▸ TASK TO CARRY OUT
According to the vessel navigation text below, what three components does the on-board special purpose device include?

One of the many inventive functions resident on the server will request that the server apply an algorithm to determine and transmit navigational waypoints and/or magnetic compass headings for a safe course between the current position of the vessel and a future position as designated by the vessel operator. The operator may optionally interface these transmitted waypoints and/or magnetic compass headings to a vessel autopilot in order to provide setpoints for automatic control of the vessel navigation system. The transmitted course waypoints and/or magnetic compass headings will include compensation for any current unsafe conditions that exist in the region of the course such as underwater obstructions, storm conditions (high winds, waves, fog), nearby participating vessels, etc. This latter feature of the invention is particularly useful should the vessel operator suddenly become incapacitated or disoriented.
In a preferred embodiment, the server software algorithm continuously and automatically tracks the participating vessel(s) within a given region via digital wireless signals and then conducts automatic analyses of the vessels' position, speed, and direction with relation to other participating vessel(s) in the region. The result of these analyses may cause the server software algorithm to initiate a transmission of data, again via digital wireless signals, to one or more of the participating vessels in the region. The vessel on-board special purpose device that includes an intelligent Display, GPS, and transceiver/modem will receive these signals. This special purpose device can be handheld or mounted to the vessel. The device will have the capability to proactively warn-for; collision with a participating vessel or an underground or known surface obstruction, significantly off-course or delayed from float plans preloaded on the server database, and/or other reasons related to vessel tracking.
As additional functional and more sophisticated embodiments within the hierarchy of those available, the fail-safe server software algorithms will include the capability to conduct analyses of the participating vessels' relative position, speed with respect to fierce storms, high winds and waves, low water and other dangerous conditions. In each case, it is key to the invention that the server will automatically initiate the transmission of proactive warnings to the appropriate participating vessel(s). Another important embodiment is the capability to respond to vessel operator's request for navigational waypoints and/or magnetic compass headings for a safe course between the current position of the vessel and a future position as designated by the vessel operator. These waypoints and/or magnetic compass headings may be interfaced to the vessel autopilot for safe automatic navigation of the vessel.

▸ DATA EXTRACT
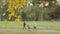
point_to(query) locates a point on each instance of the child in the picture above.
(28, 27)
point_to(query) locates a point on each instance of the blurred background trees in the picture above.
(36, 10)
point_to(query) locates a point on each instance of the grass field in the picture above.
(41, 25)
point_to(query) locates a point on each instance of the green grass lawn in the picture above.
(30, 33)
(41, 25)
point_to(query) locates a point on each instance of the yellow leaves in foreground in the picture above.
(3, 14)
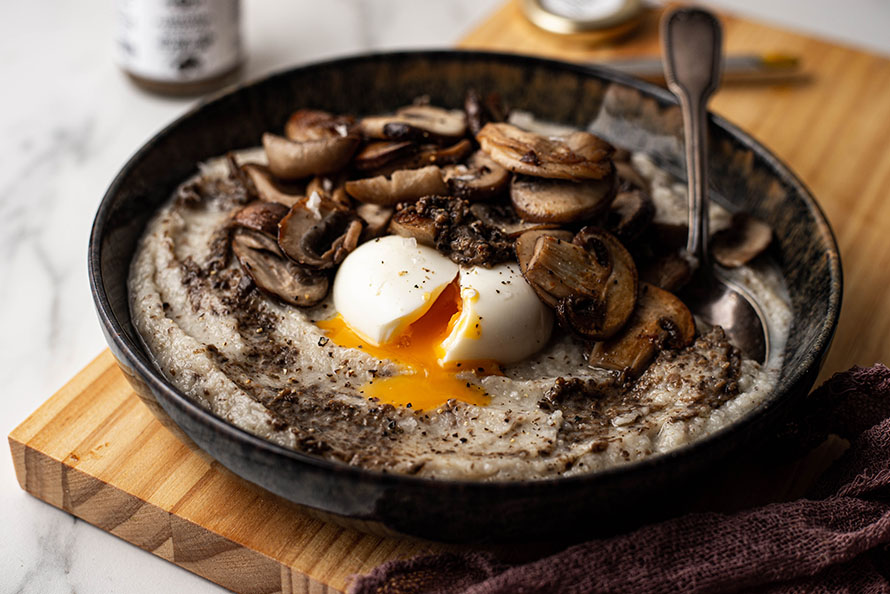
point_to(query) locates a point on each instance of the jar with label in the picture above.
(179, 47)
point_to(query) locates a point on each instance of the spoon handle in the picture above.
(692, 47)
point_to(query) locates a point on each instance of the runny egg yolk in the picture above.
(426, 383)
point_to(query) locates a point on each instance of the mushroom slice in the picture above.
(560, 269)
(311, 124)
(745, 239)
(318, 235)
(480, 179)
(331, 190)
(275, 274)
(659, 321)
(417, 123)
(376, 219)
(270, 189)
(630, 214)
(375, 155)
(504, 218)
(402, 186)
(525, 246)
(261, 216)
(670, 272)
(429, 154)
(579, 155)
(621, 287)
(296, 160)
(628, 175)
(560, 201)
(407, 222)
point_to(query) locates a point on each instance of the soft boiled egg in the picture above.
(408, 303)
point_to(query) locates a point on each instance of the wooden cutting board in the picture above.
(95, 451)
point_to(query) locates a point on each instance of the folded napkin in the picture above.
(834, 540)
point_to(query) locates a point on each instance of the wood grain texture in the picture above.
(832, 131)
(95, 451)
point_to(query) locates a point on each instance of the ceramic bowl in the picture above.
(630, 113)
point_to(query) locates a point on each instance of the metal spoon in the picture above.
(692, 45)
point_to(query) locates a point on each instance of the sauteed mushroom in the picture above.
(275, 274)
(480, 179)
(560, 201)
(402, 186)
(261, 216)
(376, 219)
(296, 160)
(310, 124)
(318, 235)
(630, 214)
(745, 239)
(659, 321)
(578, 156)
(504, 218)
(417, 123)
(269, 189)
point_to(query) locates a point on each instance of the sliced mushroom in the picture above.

▸ REPLY TO THE EXERCISE
An intelligent display, GPS, and a transceiver/modem.